(WORK TASK)
Only the lines containing "brick" belong in the answer; find them in the material below.

(SOURCE DATA)
━━━━
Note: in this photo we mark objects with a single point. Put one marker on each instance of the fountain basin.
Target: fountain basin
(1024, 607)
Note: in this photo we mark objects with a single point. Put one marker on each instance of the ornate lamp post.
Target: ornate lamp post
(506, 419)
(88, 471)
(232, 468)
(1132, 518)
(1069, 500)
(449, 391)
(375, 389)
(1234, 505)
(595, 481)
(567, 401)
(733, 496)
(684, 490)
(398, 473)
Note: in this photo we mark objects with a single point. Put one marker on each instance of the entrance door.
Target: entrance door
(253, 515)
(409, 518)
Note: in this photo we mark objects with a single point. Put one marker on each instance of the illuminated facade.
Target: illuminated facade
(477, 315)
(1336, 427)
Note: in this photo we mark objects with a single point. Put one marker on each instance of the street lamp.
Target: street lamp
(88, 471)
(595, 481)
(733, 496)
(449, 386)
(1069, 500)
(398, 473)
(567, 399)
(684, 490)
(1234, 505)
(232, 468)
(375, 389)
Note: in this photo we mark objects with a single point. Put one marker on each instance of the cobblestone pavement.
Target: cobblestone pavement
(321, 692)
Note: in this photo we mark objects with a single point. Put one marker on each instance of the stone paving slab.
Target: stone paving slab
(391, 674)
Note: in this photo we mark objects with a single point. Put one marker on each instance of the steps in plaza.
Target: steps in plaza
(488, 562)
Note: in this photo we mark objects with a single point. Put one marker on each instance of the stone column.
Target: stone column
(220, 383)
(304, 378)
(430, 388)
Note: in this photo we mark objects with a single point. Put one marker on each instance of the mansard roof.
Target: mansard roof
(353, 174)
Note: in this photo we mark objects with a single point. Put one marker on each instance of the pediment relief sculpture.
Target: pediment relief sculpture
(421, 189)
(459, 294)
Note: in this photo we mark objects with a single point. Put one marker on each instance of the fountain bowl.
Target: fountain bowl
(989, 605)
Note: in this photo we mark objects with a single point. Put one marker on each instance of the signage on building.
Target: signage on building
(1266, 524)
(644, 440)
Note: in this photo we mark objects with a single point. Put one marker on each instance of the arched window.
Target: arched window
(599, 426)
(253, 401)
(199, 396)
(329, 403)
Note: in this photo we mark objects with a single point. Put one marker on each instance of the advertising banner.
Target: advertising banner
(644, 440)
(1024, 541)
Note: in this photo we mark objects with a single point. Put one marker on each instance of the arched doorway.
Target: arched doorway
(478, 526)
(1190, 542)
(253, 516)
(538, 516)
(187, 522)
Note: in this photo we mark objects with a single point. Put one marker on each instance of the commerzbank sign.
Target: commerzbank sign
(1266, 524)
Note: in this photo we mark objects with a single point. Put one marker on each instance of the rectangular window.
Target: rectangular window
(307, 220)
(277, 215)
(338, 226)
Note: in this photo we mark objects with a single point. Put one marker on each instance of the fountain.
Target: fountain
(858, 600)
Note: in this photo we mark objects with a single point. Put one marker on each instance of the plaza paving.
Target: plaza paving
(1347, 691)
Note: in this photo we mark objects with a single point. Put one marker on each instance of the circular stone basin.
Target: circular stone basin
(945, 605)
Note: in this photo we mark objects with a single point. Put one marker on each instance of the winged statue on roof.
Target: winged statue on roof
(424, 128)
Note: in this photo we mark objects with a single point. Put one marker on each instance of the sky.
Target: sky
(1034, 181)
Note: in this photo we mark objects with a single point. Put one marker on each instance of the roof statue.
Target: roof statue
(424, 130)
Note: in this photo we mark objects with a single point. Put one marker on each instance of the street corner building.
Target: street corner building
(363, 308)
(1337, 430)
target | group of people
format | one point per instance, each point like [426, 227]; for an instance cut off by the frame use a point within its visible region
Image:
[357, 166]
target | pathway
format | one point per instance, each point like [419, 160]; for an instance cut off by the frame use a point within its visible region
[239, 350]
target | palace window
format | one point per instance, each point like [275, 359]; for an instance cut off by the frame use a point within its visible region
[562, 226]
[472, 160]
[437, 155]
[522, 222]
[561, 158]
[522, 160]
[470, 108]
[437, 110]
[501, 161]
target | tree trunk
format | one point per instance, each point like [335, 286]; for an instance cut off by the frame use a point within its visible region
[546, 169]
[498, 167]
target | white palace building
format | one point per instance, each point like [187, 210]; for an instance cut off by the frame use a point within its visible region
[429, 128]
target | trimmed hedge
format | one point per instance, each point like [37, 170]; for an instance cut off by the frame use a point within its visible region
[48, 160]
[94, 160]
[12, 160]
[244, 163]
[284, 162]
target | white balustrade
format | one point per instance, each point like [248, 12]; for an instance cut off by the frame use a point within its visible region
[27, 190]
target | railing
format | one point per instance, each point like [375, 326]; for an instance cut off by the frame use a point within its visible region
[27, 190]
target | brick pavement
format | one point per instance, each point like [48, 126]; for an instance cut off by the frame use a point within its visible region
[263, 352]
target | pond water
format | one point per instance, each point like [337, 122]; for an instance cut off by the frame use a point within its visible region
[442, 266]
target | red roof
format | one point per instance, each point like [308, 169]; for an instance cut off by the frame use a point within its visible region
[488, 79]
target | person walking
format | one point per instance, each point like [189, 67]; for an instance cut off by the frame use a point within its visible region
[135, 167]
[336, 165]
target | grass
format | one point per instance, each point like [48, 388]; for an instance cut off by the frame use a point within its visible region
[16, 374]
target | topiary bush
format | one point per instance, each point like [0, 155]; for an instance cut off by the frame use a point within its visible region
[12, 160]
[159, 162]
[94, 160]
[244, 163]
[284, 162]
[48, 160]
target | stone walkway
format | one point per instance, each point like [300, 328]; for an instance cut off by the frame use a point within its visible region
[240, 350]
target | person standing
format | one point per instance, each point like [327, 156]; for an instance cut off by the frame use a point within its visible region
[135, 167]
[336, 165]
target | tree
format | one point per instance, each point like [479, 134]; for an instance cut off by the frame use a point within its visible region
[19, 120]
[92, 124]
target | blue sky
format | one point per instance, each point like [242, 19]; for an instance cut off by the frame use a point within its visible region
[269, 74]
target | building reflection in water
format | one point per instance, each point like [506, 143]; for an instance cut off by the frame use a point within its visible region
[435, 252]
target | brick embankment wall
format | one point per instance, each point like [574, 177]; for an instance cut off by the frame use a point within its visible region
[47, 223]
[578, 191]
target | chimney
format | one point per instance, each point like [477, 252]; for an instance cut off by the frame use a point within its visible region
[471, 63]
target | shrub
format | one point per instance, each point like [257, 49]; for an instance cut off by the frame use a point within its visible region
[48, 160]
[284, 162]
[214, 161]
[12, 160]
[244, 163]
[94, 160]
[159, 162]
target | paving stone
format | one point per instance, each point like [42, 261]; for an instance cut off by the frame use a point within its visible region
━━━━
(RESULT BELOW)
target | brick pavement
target | brick embankment wall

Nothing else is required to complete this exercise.